The problem:
Render every one of the records below as a Markdown table with two columns, "Row" for the row number and "Line" for the line itself, leaving out any blank lines.

Input data:
_ _ _
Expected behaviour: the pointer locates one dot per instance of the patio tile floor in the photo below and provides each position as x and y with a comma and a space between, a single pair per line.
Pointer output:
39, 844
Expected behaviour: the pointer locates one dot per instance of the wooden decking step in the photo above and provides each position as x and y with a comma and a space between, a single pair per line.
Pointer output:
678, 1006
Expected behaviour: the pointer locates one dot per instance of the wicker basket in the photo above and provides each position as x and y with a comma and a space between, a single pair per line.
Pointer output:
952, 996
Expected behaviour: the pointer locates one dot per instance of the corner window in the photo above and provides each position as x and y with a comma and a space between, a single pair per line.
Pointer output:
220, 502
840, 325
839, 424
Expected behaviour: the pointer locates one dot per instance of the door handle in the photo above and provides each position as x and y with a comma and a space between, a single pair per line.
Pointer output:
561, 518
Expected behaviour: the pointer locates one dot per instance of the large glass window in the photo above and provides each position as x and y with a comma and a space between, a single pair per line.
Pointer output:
_ _ _
Written reply:
| Row | Line |
|---|---|
| 1 | Expected behaviour: the pointer locates one dot per instance of the patio tile floor in the photo below and provides each position as x and y with a comma and a space between, a single pair per line. |
| 2 | Pointer output: |
| 3 | 39, 844 |
| 4 | Expected behaviour: the pointer locates one dot per instance of the wooden decking step in the photo above and provides each position as x and y with a comma and a space between, a single pair per line. |
| 5 | Pointer output: |
| 6 | 678, 1006 |
| 7 | Expected behaviour: the pointer locates one dot per instance of the wicker basket in the photo above and provides each position as x and y with a comma and a space between, a single pair per line. |
| 8 | Pointer output: |
| 9 | 952, 996 |
| 10 | Expected behaviour: the pointer locates one dot per instance of the corner window in the photo above and provides each position as x and y with a comma and a space between, a single pair per line. |
| 11 | Pointer output: |
| 12 | 220, 502 |
| 13 | 840, 325 |
| 14 | 839, 424 |
| 15 | Expected behaviour: the pointer locates one dot per instance of the door handle in the photo above and provides each position as x and y with a comma and a space between, a single pair per line. |
| 16 | Pointer output: |
| 17 | 561, 518 |
| 18 | Expected behaviour: the pointer locates one dot per instance of the large glass window in the photo above and provides each position as x and y with a comma and a space between, a single pair per line. |
| 19 | Pointer output: |